>> begin

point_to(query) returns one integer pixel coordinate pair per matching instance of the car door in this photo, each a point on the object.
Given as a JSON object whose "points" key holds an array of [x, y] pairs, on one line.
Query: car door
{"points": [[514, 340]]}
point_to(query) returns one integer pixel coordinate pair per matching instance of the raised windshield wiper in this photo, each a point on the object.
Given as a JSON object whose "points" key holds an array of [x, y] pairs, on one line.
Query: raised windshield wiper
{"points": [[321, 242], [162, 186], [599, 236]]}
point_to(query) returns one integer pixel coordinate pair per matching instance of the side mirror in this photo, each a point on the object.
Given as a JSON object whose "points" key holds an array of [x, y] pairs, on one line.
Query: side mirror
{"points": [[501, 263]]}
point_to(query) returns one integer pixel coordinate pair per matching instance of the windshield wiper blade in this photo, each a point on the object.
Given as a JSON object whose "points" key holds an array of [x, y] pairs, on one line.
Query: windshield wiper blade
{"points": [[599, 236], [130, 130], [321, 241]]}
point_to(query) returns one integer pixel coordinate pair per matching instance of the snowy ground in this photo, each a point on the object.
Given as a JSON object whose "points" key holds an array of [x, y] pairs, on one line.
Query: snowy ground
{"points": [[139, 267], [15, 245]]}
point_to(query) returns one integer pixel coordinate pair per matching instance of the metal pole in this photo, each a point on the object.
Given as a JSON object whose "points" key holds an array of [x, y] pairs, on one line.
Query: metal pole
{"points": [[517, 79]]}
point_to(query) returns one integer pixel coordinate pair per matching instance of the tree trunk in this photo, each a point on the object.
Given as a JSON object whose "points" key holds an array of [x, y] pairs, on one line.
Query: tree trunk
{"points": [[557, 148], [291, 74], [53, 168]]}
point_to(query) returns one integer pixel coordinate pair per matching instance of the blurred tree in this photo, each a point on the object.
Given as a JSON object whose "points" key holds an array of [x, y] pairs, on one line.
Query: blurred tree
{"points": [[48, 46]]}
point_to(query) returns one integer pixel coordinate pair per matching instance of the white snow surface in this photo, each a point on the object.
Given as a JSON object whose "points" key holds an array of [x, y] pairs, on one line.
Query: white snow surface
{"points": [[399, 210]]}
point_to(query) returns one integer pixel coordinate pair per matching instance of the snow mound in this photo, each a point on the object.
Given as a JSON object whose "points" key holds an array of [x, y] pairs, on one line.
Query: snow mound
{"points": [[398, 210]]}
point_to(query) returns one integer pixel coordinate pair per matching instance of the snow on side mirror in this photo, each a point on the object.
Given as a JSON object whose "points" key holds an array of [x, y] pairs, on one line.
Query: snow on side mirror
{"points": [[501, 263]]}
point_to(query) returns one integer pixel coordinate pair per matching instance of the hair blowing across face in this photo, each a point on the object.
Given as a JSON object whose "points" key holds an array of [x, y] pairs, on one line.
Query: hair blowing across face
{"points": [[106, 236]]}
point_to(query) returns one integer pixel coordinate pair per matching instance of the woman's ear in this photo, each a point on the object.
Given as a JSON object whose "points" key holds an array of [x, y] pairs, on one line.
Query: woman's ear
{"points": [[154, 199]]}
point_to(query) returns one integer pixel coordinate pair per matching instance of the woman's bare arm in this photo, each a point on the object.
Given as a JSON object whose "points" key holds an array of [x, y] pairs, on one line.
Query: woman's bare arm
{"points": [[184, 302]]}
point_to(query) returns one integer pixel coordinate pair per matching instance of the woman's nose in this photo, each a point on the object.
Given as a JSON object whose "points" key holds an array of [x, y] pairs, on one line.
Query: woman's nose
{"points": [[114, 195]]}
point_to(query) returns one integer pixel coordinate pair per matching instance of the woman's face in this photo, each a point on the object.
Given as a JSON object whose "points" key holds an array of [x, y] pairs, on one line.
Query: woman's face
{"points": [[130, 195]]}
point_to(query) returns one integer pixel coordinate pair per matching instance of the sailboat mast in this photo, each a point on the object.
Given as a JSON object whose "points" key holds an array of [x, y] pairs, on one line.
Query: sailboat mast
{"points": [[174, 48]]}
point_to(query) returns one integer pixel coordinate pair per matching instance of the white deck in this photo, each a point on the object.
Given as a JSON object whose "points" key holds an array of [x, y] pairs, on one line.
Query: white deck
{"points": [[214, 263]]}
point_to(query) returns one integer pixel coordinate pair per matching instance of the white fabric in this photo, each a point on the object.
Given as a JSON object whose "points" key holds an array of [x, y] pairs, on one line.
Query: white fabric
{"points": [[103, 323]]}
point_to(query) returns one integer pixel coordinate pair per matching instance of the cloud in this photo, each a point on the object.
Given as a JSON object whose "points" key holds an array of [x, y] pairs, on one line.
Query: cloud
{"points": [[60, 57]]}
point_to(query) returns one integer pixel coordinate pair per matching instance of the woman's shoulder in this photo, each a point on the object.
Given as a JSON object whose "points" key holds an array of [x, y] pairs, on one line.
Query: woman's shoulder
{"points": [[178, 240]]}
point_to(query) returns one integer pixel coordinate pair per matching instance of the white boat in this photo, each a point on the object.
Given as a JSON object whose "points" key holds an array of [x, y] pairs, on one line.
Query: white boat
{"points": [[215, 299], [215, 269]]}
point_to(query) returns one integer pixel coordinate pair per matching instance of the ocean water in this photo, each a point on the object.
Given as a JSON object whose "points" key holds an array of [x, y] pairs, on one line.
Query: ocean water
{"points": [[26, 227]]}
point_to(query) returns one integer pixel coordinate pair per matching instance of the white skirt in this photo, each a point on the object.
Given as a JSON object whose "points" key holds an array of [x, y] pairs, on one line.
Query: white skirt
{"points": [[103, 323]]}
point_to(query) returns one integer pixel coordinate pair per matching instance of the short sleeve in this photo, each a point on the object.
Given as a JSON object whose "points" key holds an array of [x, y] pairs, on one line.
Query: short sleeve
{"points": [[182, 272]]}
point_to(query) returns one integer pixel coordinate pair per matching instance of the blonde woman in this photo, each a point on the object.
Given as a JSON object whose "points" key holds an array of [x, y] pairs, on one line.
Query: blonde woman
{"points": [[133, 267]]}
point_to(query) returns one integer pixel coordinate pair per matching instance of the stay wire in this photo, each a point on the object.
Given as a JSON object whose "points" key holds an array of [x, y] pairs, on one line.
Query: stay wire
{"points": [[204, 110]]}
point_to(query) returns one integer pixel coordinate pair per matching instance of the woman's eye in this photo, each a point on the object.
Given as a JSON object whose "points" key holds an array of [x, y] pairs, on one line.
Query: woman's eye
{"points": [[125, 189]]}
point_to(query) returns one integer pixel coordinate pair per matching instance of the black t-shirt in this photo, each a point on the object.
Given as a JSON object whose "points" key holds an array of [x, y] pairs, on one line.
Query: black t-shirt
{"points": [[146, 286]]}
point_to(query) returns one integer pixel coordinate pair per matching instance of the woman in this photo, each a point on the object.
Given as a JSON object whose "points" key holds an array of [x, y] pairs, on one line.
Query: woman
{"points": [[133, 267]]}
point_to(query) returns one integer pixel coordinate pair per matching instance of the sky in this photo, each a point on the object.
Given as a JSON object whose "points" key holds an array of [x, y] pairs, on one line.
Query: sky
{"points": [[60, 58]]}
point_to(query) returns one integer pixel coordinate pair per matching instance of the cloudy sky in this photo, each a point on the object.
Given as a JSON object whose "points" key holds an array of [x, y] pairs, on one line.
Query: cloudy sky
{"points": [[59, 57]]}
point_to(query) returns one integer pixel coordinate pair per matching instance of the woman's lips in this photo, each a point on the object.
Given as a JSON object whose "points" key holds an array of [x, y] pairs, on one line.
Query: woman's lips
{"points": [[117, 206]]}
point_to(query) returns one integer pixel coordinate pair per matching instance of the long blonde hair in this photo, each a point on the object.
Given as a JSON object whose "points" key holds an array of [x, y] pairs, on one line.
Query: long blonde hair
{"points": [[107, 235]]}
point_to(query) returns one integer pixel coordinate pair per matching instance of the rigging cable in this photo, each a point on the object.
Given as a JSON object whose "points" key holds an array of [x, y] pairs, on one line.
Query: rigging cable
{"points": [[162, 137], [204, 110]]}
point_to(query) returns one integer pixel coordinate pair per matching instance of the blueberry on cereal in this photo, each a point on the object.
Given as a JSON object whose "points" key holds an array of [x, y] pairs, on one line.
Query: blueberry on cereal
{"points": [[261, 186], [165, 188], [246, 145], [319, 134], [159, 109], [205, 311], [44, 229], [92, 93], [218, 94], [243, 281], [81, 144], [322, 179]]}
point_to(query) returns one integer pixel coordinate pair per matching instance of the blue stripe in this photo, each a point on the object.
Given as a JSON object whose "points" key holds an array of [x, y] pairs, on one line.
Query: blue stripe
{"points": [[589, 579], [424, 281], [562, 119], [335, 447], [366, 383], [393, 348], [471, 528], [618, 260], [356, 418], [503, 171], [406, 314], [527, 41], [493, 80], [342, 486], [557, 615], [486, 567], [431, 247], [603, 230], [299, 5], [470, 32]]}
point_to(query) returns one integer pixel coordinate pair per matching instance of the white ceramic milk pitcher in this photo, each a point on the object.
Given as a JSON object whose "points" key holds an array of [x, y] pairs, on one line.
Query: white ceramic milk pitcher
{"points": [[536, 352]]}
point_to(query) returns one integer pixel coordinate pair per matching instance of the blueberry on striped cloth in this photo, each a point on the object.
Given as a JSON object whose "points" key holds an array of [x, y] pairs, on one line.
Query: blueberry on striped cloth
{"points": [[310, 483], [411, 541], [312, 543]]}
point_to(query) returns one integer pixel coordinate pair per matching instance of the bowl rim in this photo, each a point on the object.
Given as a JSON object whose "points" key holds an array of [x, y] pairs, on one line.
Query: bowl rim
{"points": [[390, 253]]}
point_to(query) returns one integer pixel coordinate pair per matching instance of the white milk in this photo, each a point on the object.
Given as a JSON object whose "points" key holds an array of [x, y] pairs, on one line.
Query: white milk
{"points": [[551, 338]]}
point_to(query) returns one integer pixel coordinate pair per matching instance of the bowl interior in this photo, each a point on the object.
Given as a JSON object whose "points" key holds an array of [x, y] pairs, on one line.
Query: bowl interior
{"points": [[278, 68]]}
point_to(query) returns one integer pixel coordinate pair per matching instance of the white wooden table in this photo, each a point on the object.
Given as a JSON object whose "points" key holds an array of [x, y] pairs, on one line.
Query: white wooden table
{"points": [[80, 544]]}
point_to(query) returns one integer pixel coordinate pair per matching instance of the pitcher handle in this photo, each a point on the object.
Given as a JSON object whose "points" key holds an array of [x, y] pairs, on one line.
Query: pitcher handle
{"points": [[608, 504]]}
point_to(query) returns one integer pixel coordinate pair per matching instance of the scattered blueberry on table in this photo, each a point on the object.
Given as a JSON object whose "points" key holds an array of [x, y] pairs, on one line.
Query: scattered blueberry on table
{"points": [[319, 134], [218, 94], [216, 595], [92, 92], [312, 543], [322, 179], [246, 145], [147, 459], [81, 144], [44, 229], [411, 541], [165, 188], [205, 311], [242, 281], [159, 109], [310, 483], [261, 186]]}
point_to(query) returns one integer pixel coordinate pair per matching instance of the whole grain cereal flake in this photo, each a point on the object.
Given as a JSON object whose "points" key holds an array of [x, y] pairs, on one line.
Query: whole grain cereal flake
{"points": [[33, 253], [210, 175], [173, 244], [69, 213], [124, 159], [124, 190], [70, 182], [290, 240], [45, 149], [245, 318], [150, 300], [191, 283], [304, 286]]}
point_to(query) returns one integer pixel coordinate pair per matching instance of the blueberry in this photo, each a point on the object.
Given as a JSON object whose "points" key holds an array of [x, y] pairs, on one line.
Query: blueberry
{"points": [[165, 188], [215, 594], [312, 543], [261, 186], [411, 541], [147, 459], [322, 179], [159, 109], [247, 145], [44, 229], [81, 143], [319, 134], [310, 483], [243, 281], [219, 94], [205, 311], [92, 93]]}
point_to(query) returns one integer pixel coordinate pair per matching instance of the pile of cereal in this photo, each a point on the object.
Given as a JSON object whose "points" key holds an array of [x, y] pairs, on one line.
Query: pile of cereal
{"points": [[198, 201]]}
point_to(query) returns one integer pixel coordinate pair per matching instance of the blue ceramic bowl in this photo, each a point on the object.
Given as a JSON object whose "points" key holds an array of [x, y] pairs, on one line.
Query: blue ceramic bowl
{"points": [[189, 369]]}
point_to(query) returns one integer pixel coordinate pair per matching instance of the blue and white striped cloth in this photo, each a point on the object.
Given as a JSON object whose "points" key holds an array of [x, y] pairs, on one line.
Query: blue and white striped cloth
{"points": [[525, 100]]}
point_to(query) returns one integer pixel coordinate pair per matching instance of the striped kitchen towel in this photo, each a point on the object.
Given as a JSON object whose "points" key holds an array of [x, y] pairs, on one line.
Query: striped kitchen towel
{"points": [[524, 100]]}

>> end

→ **What you are asked to do**
Rewrite the lines from the first one through the line holding "Query: car door", inclusive, with "array" changed to "list" and nothing else altered.

→ **Solution to the exercise**
point_to(query) returns one integer pixel coordinate pair per matching instance of the car door in this photo, each a point on the object.
Given as a JSON object whose "points" key holds an list of [x, y] pairs, on one line.
Query: car door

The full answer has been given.